What you need to do: Every line that contains the word "rubble" should be copied from the records below.

Saved entries:
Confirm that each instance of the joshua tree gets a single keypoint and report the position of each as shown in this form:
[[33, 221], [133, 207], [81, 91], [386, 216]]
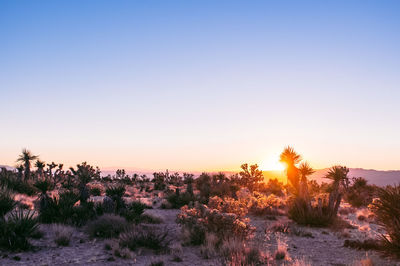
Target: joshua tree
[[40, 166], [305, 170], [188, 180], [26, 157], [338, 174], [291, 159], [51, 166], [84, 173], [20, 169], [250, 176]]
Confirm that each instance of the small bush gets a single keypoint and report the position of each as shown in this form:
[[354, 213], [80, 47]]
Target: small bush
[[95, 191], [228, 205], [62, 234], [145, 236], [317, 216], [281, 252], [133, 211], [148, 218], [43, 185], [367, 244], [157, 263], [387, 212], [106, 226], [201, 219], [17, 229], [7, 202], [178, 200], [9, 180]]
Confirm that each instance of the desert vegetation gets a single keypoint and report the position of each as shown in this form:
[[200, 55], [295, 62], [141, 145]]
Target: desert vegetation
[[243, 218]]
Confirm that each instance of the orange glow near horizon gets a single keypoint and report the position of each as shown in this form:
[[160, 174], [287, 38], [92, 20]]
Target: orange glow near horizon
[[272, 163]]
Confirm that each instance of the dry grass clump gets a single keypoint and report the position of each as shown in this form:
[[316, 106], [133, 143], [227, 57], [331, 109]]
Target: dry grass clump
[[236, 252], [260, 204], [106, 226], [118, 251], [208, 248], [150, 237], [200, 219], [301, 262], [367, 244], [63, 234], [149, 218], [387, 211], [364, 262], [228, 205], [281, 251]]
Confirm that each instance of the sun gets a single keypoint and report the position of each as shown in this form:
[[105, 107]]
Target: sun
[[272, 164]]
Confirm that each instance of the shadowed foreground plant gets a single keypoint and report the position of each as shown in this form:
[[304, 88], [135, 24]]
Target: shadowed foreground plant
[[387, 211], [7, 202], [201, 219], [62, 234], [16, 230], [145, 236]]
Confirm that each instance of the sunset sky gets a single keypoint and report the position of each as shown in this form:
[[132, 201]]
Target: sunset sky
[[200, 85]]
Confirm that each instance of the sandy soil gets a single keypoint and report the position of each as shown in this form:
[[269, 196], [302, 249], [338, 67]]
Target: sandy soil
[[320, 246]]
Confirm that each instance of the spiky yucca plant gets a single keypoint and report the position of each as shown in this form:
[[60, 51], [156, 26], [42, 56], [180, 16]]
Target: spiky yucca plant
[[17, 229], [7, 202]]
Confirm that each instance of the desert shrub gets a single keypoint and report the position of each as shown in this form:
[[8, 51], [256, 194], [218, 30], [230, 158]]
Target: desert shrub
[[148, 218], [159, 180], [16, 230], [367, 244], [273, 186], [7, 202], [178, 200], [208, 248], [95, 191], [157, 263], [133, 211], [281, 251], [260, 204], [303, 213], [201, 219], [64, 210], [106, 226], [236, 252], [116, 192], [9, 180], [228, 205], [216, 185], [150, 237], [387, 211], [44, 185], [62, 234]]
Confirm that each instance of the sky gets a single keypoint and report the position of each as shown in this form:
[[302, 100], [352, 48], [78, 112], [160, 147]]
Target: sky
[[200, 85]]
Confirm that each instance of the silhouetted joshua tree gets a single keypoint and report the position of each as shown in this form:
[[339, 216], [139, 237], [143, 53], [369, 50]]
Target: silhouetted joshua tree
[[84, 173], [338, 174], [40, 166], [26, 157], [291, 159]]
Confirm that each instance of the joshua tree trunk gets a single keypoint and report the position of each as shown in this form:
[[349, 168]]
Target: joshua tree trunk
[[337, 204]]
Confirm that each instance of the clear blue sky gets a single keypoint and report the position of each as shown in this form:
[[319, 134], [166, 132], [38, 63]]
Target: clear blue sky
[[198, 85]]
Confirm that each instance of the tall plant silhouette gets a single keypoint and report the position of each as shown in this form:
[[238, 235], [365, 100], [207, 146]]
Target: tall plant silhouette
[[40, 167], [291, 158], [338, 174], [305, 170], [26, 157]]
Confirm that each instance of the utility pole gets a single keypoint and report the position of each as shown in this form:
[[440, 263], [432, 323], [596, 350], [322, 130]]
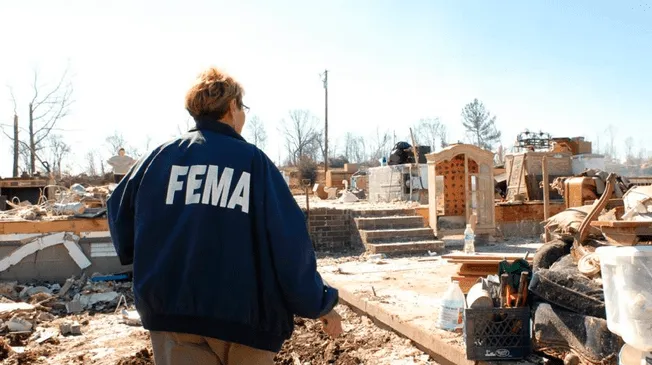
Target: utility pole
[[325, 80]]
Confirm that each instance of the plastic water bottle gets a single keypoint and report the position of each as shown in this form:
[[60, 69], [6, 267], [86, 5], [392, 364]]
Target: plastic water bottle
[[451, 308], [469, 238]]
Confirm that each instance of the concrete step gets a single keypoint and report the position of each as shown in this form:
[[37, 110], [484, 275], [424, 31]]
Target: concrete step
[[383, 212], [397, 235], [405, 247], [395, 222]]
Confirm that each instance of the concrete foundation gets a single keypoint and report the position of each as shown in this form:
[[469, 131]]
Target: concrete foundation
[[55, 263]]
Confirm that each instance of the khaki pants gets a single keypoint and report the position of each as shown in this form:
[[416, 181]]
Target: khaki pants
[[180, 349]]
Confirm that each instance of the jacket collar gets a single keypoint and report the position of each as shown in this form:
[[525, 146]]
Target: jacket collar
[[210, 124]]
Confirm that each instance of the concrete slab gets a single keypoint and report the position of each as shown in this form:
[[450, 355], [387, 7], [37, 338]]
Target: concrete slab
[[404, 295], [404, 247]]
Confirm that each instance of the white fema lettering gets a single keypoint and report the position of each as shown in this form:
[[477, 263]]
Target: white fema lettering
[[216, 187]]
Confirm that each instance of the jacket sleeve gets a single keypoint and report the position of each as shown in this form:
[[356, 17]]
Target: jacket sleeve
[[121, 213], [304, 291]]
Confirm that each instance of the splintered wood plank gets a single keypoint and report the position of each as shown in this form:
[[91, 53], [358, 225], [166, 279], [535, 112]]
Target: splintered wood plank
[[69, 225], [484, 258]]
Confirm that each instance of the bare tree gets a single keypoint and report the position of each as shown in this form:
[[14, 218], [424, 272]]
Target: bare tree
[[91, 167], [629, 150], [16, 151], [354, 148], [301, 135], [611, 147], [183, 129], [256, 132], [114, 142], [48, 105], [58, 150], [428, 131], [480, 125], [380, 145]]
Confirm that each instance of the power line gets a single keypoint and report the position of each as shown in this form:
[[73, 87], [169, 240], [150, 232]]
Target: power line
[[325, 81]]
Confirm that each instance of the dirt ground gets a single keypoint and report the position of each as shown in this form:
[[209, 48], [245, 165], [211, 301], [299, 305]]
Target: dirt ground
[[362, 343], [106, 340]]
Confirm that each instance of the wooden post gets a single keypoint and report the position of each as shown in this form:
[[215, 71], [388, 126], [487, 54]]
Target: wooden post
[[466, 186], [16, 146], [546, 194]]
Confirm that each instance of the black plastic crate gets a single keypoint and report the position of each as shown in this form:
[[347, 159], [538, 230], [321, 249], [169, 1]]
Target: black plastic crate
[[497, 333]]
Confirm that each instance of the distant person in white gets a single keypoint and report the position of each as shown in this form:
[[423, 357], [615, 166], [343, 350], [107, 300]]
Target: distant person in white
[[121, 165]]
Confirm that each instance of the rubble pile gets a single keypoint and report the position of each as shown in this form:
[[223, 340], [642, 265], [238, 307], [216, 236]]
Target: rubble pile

Problem solution:
Confirm that each instance of the rubble pile gets a single keypoint and report the position of each as shown in this form:
Target: rubble pile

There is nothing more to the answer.